◆ **INFORMATION**:
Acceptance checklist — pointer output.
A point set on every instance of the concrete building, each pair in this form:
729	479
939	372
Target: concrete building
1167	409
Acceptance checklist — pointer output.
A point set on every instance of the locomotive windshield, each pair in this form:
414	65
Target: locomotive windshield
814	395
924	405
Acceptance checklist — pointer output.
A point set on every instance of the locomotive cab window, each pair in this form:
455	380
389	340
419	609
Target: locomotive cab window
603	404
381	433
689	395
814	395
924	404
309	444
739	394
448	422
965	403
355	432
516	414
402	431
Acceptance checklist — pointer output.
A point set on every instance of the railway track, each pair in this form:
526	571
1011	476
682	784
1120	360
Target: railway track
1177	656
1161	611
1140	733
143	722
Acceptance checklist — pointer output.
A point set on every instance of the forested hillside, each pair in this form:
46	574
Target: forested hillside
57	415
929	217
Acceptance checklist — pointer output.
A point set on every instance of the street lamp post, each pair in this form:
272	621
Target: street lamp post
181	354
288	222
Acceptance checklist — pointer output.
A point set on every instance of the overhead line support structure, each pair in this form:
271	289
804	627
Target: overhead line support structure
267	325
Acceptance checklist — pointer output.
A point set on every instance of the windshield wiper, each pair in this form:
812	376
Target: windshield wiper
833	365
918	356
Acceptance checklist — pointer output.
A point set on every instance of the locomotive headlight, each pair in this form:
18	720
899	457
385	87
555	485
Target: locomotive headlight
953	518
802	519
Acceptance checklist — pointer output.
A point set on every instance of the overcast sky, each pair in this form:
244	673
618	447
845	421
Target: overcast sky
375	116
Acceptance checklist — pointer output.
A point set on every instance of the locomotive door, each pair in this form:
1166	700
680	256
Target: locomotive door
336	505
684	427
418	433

* * *

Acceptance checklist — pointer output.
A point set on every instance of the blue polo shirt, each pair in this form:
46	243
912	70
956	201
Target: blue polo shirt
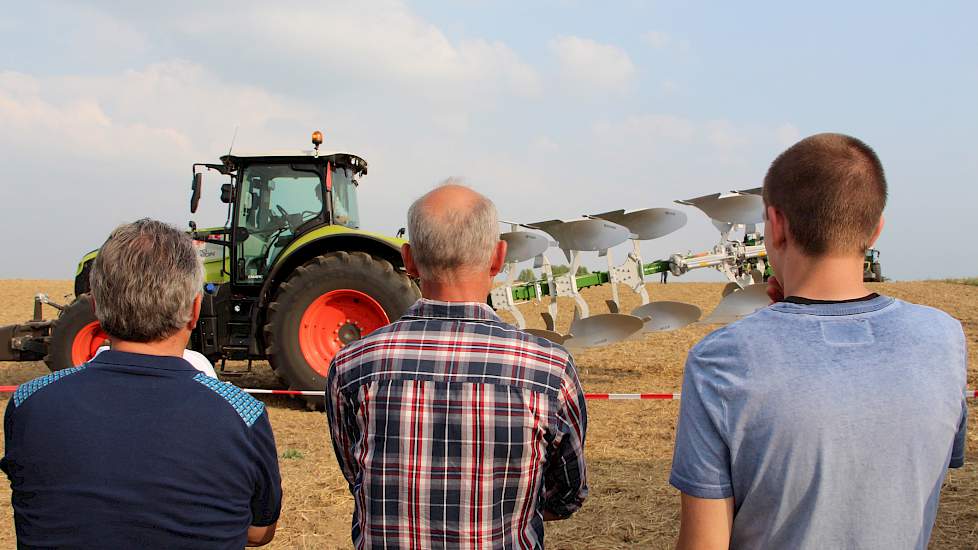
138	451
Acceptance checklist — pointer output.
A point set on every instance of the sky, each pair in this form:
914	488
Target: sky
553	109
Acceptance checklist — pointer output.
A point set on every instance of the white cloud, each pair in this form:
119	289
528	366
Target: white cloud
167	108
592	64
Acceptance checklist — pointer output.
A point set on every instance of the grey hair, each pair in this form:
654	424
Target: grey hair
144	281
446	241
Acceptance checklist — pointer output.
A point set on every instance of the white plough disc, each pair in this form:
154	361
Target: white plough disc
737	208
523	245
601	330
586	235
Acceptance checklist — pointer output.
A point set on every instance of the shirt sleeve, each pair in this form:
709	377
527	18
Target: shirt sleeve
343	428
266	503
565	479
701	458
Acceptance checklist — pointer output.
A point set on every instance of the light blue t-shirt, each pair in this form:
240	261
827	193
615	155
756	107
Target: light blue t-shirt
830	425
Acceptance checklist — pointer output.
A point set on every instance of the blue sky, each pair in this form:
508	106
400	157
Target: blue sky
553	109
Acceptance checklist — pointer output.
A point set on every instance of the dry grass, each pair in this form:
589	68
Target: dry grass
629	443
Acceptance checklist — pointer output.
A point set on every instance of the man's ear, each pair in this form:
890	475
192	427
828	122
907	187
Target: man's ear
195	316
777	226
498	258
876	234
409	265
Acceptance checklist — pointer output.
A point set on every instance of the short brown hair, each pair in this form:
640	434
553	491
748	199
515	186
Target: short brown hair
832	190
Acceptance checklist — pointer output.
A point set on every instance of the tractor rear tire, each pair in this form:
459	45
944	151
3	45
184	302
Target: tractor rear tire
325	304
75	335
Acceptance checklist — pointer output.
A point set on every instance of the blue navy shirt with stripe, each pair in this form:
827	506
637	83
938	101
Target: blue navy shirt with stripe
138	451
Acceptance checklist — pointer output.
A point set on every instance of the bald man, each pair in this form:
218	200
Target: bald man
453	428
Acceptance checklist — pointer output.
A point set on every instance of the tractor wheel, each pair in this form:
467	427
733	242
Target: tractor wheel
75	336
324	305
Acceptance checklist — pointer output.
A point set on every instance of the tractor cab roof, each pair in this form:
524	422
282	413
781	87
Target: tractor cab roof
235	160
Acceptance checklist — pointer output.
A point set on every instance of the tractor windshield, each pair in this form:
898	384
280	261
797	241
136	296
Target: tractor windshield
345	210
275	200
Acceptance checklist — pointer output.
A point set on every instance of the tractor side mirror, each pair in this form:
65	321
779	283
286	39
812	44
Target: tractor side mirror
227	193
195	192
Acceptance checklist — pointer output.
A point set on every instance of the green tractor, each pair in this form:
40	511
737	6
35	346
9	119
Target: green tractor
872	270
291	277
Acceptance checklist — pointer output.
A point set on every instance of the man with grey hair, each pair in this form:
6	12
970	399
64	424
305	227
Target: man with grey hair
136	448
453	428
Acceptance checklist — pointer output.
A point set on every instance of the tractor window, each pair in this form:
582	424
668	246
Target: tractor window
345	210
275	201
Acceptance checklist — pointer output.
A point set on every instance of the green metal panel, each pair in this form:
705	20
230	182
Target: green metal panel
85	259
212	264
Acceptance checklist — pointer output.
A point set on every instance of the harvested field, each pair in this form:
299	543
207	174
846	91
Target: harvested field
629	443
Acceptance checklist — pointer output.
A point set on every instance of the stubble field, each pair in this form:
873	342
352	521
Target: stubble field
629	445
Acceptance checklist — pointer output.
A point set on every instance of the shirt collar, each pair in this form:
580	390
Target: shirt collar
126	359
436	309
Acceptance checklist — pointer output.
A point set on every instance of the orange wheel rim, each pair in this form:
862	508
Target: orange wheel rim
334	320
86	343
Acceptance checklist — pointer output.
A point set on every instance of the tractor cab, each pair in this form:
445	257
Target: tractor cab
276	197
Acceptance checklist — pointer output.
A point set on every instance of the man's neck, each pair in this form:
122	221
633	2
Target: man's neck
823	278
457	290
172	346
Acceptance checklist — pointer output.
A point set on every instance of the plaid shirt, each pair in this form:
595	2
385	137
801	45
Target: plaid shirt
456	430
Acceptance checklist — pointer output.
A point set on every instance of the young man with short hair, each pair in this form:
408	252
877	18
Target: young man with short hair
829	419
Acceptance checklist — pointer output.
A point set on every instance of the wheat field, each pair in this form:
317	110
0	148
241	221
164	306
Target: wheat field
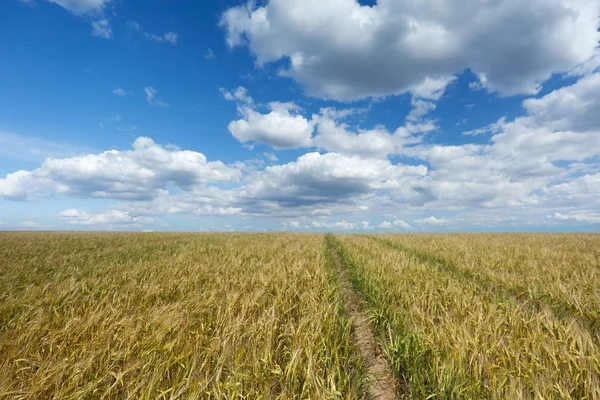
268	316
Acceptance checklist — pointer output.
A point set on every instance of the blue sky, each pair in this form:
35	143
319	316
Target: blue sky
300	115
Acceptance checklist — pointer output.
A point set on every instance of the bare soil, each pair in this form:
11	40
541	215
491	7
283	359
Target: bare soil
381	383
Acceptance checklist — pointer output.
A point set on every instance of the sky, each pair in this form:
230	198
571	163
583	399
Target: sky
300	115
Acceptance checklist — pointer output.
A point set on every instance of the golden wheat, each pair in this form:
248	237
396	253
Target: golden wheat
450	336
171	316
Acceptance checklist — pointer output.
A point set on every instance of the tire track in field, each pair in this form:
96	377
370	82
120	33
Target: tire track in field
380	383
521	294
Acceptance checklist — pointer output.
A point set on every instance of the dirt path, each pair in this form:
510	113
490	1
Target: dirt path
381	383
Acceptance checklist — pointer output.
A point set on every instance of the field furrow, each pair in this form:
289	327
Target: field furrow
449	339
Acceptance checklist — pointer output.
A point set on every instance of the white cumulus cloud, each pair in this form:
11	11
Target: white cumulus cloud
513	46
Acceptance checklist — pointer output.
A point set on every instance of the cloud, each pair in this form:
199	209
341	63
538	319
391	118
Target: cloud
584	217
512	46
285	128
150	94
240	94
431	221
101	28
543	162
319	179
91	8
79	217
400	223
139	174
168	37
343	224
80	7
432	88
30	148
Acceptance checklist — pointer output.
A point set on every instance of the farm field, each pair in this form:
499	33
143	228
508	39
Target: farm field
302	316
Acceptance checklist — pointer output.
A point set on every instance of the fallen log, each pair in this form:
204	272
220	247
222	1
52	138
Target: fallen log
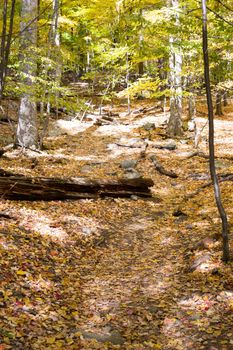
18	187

==

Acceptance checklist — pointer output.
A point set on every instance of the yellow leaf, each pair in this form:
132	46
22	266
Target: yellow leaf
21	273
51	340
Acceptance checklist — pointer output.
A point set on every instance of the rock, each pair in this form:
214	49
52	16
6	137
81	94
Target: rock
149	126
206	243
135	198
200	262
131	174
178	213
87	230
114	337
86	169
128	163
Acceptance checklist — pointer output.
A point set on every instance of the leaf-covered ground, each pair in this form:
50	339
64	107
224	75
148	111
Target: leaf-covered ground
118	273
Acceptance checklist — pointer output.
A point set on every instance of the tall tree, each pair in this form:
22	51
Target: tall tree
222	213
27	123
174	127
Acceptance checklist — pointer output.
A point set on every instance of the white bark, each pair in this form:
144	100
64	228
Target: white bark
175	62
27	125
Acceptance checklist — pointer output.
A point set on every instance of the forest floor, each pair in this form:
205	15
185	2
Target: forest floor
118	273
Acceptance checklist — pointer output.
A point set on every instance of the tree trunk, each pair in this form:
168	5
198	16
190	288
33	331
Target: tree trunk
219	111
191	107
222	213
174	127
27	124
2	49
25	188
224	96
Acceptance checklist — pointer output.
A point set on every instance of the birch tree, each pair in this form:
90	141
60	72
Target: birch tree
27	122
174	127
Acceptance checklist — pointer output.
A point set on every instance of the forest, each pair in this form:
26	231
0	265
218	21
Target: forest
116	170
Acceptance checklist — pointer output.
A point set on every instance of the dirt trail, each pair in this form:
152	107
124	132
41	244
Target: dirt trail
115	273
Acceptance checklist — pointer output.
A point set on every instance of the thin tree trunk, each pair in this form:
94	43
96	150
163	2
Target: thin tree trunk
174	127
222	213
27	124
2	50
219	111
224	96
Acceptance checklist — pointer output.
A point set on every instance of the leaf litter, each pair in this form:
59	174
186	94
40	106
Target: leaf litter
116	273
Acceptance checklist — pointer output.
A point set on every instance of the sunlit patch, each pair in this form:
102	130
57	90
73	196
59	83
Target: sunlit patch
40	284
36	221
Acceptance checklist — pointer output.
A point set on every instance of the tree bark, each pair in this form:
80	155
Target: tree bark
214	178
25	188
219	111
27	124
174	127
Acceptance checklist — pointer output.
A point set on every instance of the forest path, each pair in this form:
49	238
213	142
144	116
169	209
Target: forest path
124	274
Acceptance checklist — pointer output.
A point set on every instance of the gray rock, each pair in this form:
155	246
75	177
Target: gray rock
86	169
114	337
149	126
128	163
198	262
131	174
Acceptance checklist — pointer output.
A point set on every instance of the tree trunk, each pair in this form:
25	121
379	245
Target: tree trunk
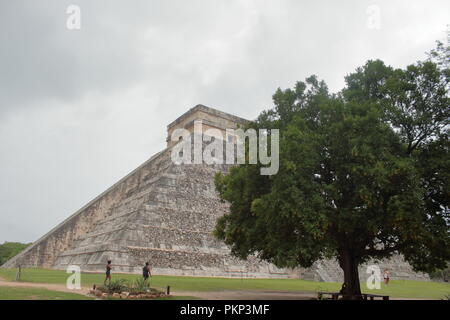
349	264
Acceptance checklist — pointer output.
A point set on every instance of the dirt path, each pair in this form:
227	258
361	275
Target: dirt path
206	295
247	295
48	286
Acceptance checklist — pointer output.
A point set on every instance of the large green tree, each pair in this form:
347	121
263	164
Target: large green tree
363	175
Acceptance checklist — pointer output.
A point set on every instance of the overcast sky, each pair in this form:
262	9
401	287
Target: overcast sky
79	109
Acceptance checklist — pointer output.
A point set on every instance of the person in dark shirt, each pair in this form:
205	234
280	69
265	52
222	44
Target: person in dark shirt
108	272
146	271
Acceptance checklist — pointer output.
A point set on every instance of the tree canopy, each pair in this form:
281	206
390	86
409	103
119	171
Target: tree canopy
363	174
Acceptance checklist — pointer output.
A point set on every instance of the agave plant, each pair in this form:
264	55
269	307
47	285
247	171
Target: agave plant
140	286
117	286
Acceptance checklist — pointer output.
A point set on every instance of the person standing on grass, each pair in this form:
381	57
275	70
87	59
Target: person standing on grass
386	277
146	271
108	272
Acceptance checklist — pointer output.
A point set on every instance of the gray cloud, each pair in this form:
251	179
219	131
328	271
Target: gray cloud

◆ **WHAT THE TASK ASKS**:
Everything from the line with "A point set on every instance of the tree canopy, each" through the line with "A point set on every instance of the gray cloud, each" in the listing above must be retyped exactly, with nothing added.

◆ **SOLUTION BELOW**:
A point set on every instance of the tree canopy, each pair in this form:
281	206
390	86
409	103
119	171
Target: tree canopy
363	174
Acceptance checklist — pointer output.
A point set on every instance of the agave plant, each pair in this form:
264	55
269	307
47	285
247	171
Target: agave plant
140	286
117	286
Acceptance checklist — pointer output.
A point set on every instance of the person standing on grass, each pair in this form:
381	57
275	70
87	59
Target: person standing on grass
386	277
146	271
108	272
Acceptance checklist — pointer output.
A point set on every instance of the gray cloud, each pair in this form:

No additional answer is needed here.